**Material:**
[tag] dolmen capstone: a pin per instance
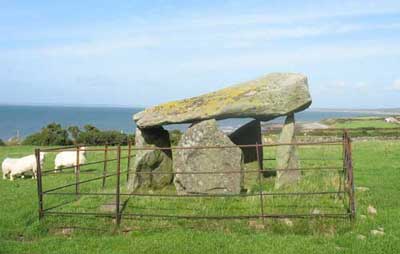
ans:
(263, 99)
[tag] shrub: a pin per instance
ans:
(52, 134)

==

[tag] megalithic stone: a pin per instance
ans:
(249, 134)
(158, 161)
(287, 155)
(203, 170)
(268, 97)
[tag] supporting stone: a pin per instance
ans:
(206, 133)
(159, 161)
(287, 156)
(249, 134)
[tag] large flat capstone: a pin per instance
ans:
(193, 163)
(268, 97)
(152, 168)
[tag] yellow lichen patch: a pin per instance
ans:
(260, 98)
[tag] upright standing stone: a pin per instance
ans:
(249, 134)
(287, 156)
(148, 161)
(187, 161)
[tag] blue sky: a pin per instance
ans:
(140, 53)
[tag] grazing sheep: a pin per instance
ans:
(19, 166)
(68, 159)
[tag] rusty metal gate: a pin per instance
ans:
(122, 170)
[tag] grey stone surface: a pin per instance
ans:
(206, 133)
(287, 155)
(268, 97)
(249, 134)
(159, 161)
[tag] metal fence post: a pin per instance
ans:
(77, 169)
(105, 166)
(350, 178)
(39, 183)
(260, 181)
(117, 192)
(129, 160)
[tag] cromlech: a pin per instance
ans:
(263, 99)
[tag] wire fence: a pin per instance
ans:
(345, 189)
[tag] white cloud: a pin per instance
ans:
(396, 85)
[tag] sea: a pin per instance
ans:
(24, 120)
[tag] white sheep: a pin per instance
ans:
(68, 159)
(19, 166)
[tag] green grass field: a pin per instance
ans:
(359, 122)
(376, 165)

**Task to carry out:**
Pull out each line of the records that contains the word "white", and list those lines in the order they appear.

**Written reply:**
[tag] white cloud: a pin per instance
[tag] white sheep: a pin per instance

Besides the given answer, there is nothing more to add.